[Labeled-object pointing entries]

━━━━━━━━

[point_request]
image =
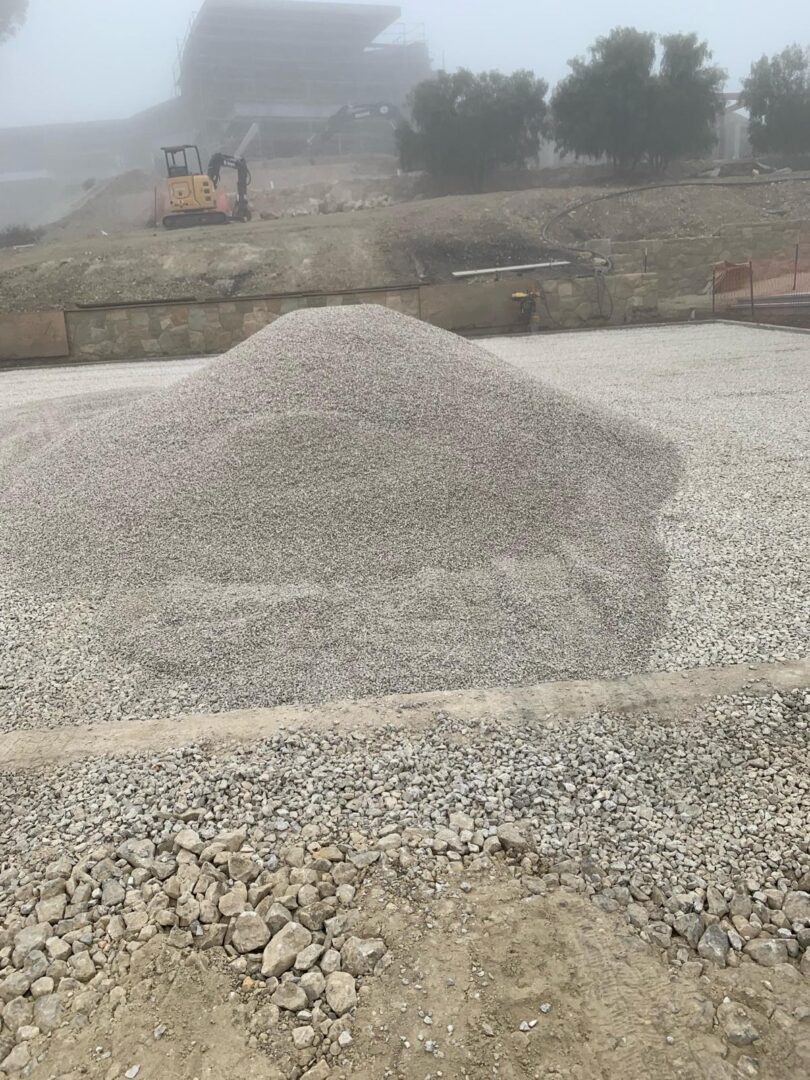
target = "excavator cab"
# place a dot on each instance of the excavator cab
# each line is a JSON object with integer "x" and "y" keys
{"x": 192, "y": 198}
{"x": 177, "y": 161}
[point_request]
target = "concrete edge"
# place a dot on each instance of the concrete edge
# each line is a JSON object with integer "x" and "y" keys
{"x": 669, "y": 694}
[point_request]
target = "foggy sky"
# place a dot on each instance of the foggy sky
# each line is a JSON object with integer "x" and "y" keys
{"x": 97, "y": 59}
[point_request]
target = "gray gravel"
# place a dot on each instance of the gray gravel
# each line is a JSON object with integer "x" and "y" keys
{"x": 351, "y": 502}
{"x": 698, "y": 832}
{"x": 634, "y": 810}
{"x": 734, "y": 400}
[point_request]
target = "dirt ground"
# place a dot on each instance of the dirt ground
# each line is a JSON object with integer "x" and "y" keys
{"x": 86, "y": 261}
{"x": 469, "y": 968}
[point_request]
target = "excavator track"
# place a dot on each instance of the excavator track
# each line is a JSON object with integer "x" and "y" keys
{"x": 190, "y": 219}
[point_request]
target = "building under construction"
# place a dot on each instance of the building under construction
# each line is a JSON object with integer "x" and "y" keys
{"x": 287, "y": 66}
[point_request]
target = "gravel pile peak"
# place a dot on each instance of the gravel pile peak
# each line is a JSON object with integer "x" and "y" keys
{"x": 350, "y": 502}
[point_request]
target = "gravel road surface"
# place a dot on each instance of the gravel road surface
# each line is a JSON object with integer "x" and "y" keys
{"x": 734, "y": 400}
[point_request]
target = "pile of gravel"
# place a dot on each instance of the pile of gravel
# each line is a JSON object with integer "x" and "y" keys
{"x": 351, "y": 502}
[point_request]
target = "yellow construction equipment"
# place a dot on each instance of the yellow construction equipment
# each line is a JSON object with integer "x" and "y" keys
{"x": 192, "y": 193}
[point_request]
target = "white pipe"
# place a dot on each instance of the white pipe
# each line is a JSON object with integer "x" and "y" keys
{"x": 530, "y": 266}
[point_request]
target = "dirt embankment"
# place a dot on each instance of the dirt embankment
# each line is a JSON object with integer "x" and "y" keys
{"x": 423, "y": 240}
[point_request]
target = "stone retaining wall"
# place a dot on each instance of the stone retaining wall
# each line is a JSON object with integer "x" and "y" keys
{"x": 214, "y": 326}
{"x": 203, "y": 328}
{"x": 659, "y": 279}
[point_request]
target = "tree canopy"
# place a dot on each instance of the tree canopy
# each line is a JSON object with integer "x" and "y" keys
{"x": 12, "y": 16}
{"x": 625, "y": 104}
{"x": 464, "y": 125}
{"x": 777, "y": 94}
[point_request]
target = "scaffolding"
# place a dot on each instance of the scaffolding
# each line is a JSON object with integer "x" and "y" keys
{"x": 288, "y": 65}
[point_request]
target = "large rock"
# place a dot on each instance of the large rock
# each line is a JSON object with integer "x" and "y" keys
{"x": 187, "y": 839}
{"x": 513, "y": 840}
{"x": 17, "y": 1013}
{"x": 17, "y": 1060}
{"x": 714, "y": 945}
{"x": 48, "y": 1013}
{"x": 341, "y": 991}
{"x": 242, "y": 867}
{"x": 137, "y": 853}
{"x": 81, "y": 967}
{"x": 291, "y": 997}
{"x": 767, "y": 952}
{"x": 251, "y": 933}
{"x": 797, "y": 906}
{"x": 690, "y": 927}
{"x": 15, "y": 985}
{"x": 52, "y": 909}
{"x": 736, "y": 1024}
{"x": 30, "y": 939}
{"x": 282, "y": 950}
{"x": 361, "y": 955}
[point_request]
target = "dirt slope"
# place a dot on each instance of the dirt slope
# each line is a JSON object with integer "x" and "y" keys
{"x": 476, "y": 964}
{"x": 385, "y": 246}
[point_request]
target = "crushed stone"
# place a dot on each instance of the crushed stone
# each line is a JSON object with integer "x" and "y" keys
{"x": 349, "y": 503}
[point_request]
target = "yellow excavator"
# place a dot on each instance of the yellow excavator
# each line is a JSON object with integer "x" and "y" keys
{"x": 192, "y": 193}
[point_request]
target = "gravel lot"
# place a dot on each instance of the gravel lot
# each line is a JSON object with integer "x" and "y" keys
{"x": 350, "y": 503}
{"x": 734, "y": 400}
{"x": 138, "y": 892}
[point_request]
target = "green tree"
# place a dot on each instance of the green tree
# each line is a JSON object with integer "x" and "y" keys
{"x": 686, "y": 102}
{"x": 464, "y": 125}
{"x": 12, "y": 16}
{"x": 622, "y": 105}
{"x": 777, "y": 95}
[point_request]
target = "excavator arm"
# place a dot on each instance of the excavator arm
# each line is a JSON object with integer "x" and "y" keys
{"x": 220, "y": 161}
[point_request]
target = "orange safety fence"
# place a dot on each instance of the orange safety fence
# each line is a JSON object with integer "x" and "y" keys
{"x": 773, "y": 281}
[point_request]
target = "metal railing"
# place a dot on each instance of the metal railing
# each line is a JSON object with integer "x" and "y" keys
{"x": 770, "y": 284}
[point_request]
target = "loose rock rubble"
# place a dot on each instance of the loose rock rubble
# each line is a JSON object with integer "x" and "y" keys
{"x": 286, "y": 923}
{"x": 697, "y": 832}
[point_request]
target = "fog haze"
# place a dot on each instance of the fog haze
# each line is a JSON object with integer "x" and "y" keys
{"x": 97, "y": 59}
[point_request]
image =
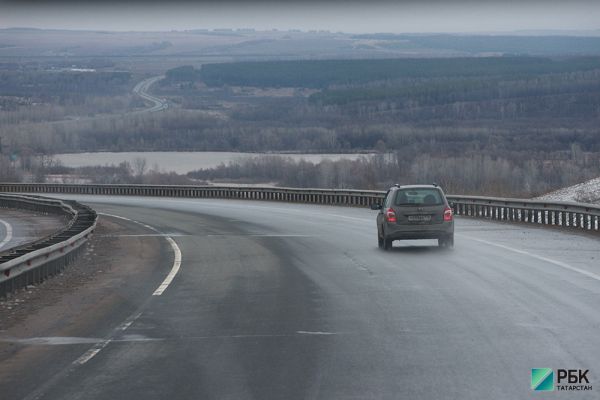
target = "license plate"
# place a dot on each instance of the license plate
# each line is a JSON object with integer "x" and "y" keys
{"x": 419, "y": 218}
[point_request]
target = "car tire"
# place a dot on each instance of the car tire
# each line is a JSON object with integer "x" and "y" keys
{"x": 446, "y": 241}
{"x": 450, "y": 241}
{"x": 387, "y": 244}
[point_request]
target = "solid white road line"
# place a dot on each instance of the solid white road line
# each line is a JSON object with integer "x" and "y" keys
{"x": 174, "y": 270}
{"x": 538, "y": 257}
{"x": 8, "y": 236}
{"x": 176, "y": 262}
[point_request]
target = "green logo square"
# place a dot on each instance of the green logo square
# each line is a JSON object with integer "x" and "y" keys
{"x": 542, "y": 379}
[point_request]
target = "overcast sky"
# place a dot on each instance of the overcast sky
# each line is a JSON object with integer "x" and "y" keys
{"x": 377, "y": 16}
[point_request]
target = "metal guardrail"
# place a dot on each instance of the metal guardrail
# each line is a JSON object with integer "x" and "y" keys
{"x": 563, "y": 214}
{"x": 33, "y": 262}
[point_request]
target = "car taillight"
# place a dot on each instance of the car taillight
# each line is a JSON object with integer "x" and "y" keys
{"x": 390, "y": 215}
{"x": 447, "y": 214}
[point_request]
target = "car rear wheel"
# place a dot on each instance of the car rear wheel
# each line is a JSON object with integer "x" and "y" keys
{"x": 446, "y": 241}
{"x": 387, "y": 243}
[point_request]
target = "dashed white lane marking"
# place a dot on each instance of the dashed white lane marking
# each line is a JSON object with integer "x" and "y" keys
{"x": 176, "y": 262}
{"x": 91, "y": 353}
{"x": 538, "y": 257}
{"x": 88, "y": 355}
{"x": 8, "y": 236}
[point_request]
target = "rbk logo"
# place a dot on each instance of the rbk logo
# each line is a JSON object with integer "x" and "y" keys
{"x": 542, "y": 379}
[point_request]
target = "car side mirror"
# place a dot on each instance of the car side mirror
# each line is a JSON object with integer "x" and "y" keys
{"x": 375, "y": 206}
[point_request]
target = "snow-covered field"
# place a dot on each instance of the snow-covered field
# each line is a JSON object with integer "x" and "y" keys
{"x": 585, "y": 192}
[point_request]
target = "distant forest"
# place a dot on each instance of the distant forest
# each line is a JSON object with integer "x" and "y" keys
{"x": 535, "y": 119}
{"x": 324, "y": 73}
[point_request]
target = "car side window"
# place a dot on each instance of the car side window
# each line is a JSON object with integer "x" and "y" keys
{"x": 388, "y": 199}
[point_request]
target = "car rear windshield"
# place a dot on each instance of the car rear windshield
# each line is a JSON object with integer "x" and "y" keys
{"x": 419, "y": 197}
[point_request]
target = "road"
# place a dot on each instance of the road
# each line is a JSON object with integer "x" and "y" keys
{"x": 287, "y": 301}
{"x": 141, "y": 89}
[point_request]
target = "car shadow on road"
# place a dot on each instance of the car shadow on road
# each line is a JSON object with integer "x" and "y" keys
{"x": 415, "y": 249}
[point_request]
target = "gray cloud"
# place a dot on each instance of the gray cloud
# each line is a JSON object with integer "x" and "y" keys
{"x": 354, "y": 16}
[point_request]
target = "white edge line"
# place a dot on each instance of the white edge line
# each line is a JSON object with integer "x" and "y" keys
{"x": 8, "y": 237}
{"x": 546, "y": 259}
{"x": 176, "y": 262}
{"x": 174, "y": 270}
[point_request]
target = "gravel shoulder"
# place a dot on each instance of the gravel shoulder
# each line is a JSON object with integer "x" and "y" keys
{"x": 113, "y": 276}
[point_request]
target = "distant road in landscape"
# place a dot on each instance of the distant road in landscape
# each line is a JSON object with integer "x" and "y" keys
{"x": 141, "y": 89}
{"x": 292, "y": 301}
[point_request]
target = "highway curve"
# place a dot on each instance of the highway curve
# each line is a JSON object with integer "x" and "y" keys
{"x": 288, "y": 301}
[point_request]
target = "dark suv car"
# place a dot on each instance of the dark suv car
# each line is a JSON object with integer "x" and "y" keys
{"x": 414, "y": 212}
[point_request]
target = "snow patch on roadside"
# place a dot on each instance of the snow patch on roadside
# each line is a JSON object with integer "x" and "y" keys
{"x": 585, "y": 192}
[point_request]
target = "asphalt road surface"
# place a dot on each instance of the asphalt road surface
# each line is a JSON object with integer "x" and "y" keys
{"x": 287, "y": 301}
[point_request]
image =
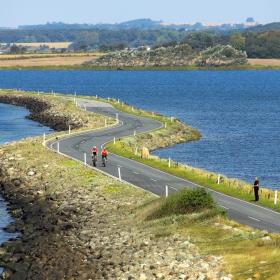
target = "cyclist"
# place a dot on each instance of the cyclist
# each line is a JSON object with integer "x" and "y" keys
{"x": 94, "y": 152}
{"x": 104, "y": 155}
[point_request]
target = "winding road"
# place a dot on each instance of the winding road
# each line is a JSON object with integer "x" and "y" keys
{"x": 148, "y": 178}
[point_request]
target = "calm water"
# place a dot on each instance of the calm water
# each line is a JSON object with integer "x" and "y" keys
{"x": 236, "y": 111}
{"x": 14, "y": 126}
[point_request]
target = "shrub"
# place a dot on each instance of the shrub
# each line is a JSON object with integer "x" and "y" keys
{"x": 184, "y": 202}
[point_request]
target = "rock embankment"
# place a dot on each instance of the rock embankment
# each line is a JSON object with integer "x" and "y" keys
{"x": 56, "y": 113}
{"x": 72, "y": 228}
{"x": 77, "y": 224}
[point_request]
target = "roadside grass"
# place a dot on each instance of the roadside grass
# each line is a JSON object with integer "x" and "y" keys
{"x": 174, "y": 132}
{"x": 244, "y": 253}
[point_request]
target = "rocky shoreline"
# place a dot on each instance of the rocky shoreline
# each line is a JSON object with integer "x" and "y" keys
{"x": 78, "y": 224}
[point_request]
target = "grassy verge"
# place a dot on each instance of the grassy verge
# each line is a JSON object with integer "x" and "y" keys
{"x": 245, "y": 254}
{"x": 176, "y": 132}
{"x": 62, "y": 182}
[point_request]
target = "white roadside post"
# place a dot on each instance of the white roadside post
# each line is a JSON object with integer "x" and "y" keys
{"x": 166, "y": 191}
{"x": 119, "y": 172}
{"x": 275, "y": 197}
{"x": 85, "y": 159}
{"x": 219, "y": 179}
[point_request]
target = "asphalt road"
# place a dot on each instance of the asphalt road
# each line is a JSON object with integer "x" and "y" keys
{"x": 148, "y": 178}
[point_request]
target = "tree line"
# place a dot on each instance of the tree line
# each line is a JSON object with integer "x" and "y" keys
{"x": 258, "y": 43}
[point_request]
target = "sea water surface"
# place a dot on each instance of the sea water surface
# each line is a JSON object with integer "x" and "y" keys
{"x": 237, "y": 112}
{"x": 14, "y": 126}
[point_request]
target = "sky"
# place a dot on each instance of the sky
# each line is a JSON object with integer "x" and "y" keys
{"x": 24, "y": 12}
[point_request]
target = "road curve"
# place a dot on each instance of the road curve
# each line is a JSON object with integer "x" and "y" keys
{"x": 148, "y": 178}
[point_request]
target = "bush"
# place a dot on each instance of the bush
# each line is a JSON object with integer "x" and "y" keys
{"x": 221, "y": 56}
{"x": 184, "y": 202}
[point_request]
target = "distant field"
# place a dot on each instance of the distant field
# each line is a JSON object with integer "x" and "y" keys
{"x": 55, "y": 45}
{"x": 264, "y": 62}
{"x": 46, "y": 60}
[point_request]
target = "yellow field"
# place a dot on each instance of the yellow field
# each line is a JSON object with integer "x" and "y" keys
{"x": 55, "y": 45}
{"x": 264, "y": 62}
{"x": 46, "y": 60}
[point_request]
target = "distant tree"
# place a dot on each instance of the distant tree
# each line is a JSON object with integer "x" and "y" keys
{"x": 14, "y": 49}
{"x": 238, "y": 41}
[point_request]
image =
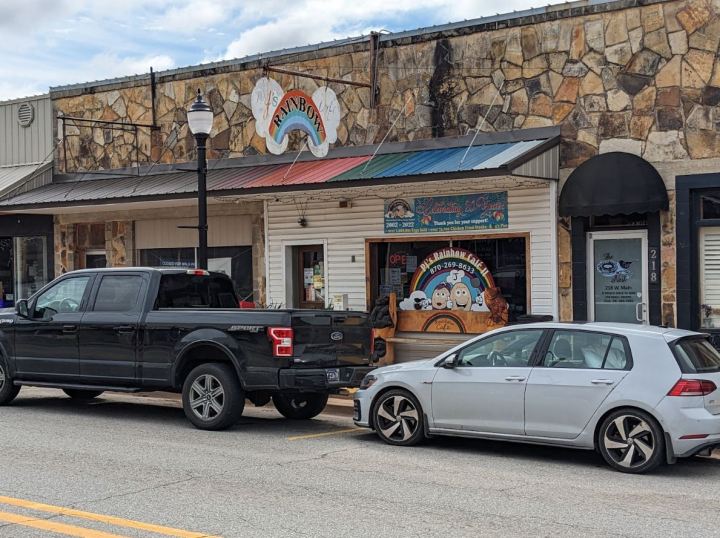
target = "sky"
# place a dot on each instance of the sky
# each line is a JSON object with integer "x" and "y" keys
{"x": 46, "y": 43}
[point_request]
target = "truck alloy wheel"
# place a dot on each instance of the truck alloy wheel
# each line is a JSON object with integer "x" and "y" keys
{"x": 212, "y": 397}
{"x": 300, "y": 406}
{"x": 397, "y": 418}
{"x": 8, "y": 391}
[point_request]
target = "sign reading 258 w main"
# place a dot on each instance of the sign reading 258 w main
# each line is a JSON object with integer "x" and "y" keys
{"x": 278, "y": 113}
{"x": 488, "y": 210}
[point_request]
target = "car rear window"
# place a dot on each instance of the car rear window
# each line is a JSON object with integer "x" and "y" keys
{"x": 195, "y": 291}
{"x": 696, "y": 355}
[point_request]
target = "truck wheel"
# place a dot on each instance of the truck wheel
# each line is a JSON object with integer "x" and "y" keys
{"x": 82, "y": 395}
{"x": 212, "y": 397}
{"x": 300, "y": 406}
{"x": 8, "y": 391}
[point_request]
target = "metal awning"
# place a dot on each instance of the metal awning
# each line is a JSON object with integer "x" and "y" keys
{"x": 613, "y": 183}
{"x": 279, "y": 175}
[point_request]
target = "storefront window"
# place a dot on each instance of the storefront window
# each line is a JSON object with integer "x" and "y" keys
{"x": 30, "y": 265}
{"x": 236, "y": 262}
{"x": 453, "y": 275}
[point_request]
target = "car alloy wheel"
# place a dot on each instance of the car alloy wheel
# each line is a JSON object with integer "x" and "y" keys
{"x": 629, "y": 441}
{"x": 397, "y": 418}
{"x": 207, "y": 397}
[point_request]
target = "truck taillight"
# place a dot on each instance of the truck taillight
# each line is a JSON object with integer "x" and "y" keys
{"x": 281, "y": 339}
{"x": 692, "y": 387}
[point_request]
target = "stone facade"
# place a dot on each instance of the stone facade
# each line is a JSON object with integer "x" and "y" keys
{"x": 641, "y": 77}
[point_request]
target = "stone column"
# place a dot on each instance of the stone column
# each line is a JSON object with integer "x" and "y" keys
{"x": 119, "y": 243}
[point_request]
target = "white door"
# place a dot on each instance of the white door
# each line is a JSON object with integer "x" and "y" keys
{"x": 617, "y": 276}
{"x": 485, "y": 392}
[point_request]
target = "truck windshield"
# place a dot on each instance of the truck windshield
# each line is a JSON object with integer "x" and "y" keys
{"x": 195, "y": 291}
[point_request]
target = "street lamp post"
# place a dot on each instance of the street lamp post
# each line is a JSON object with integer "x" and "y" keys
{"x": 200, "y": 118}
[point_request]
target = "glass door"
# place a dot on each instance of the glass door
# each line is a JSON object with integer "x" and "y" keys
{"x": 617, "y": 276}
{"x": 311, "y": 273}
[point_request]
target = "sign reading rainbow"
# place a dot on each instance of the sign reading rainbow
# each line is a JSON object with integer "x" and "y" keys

━━━━━━━━

__TASK GOAL__
Find every line in the data above that contains the word "shoulder", and copy each of those lines.

__SOLVED EXERCISE__
target = "gravel shoulder"
# place a dot on each instance of the gravel shoulder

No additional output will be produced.